**Challenges:**
1: From the post on SQL Server transaction logs and deadlocks, retype the passage between "I'd call this" and "a fixed size.", inclusive.
2: Extend the post on SQL Server transaction logs and deadlocks, picking up after its final sentence.

**Document section:**
:::::
I'd call this a bad practice.
First, you really don't have a great amount of disaster recovery. Sure, you
may be able to back up the tail of the log if it fails before you do the
truncate, but what happens if it occurs 5 minutes after you truncate it?
Also, constantly shrinking the physical file and letting it grow again can
lead to on-disk fragmentation. You're better off keeping it a fixed size.
Personally, if nothing else I'd do at least ONE transaction log backup a day
(ideally more) and eliminate the truncate. This alone will make your DR
plans easier.
>
> 2) Deadlock and blocking lock
> I am a bit confused whether these are of the same definition as in
> Oracle. For my understanding is that, blocking lock can persist and
> the parties involved in a blocking lock can be waiting forever, and for
> deadlock, once it occurred, it will be detected by MSSQL automatically
> and one of the involving parties will be terminated to resolve it. I
> was asked to monitor "DEADLOCK" in the database server. I originally
> proposed to use SQL Profiler (as suggested in BOL) but was rejected
> because of performance overhead and deemed unnecessary. I was told
> that I can use, say a 15 minute interval, to monitor for blocking lock
> and thus be able to detect deadlock. Well, I am not really sure about
> that so would like your input as well.
:::::
Excerpts of pointing data

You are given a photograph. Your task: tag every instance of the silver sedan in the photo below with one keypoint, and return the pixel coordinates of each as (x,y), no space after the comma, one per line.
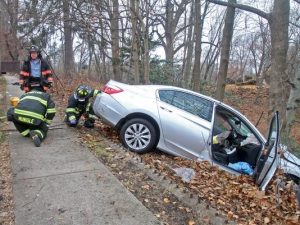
(187,124)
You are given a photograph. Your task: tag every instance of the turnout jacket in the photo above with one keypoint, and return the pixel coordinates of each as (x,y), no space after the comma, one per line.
(76,108)
(25,74)
(34,108)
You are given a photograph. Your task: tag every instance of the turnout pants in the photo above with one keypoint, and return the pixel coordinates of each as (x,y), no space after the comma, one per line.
(24,128)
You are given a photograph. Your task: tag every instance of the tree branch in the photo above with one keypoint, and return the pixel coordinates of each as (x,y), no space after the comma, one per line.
(243,7)
(294,24)
(298,1)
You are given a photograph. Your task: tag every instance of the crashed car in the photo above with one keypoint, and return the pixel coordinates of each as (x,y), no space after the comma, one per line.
(191,125)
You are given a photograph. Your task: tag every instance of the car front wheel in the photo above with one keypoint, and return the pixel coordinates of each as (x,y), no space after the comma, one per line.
(138,135)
:::::
**The responses:**
1:
I'd call this a bad practice.
First, you really don't have a great amount of disaster recovery. Sure, you
may be able to back up the tail of the log if it fails before you do the
truncate, but what happens if it occurs 5 minutes after you truncate it?
Also, constantly shrinking the physical file and letting it grow again can
lead to on-disk fragmentation. You're better off keeping it a fixed size.

2:
>
You're correct, deadlocks and blocking are different. Deadlocks HAVE to be
resolved (since by definition they will never resolve w/o an outside agent)
so SQL server flips a coin and kills a thread. Blocking though, in theory
will resolve on its own, if given enough time.
However, I'd say that in a properly designed system, blocking should be a
minor issue. It's not one I generally monitor in a production system unless
I'm looking for specific problems. You could do some sort of scheduled task
running every 15 minutes that dumps data to a table and compares from the
previous run 15 minutes ago. But then you have to be careful that they
really are the same threads, etc.. not different ones with the same spid,
etc.
> Thanks a lot
Hope this helps. I'm a bit overtired :-)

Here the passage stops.